WHAT THE EXERCISE ASKS
Copy out exactly every line from the line containing "point: house with gabled roof" until the records below end, inclusive of both boundary lines.

════════════════════

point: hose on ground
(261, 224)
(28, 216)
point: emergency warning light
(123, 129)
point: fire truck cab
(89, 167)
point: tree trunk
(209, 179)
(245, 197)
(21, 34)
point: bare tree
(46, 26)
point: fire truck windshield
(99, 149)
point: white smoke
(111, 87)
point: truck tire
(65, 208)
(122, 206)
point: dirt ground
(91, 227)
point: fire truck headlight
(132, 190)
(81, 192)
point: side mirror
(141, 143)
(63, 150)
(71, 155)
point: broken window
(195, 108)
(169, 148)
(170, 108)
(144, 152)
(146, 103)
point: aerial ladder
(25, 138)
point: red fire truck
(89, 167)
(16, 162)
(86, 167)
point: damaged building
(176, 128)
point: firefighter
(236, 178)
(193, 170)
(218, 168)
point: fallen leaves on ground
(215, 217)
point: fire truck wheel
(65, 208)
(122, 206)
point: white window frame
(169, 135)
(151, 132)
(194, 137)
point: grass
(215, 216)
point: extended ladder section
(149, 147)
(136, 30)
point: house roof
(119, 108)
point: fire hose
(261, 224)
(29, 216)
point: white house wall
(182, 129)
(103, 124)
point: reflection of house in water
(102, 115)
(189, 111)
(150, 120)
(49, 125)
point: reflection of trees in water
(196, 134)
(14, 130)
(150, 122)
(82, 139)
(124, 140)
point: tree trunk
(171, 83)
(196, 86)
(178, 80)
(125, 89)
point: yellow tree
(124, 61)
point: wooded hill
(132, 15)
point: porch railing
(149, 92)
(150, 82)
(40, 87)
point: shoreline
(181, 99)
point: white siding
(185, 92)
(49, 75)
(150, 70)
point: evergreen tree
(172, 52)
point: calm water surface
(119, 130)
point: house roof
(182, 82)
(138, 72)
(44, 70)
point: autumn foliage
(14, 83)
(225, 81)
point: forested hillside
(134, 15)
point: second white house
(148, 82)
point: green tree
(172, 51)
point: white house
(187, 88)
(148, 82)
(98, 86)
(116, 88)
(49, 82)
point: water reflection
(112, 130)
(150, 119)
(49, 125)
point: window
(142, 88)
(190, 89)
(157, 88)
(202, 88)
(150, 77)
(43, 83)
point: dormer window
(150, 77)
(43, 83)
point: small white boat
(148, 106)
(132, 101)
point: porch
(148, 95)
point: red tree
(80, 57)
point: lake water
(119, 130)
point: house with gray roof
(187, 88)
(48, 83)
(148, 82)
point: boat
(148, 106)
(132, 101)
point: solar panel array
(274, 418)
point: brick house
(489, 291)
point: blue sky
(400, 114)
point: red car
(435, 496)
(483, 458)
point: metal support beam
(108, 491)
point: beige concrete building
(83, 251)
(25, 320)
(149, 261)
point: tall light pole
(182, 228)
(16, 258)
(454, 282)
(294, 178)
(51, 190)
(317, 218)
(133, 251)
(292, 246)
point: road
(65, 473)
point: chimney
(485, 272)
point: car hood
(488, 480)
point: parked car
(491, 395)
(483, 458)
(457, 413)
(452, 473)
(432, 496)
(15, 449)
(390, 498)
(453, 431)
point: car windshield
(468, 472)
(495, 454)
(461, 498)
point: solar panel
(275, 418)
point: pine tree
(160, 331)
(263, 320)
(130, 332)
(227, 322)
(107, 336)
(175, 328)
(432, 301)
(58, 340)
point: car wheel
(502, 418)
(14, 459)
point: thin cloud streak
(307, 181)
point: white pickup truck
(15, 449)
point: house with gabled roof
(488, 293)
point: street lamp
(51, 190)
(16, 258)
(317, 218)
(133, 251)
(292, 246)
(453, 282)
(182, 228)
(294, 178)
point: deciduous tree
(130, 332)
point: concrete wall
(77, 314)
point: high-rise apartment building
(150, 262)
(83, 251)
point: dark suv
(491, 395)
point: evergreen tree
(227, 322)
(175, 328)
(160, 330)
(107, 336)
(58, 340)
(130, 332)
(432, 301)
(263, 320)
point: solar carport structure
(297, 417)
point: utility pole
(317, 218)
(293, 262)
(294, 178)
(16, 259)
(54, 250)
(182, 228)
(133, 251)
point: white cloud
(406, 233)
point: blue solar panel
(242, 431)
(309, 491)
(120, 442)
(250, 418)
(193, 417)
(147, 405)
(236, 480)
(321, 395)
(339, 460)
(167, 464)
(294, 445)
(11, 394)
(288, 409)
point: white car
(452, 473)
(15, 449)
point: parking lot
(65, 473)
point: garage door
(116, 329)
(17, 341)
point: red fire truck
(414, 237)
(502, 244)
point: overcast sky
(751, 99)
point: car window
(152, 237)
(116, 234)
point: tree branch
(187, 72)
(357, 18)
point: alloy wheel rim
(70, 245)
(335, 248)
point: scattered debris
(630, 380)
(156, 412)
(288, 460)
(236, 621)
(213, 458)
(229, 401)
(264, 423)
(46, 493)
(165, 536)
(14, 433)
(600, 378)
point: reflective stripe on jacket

════════════════════

FINAL ANSWER
point: house with gabled roof
(488, 293)
point: street lamp
(51, 190)
(16, 258)
(317, 218)
(133, 251)
(292, 246)
(453, 282)
(182, 228)
(294, 178)
point: deciduous tree
(130, 332)
point: concrete wall
(77, 314)
point: high-rise apartment building
(150, 262)
(83, 251)
point: dark suv
(491, 395)
point: evergreen tree
(227, 322)
(175, 328)
(160, 330)
(107, 336)
(58, 340)
(130, 332)
(432, 301)
(263, 320)
point: solar carport structure
(297, 417)
point: utility pole
(317, 218)
(293, 262)
(294, 178)
(16, 259)
(54, 250)
(182, 228)
(133, 251)
point: white cloud
(406, 233)
point: blue solar panel
(242, 431)
(309, 491)
(120, 442)
(250, 418)
(193, 417)
(147, 405)
(236, 480)
(321, 395)
(339, 460)
(167, 464)
(294, 445)
(11, 394)
(288, 409)
point: white car
(452, 473)
(15, 449)
point: parking lot
(65, 473)
point: garage door
(116, 329)
(17, 341)
point: red fire truck
(414, 237)
(502, 244)
point: overcast sky
(751, 99)
point: car window
(152, 237)
(116, 234)
point: tree branch
(187, 72)
(357, 18)
point: alloy wheel rim
(70, 245)
(335, 248)
point: scattered debris
(630, 380)
(156, 412)
(288, 460)
(236, 621)
(213, 458)
(229, 401)
(264, 423)
(46, 493)
(165, 536)
(14, 433)
(600, 378)
point: reflective stripe on jacket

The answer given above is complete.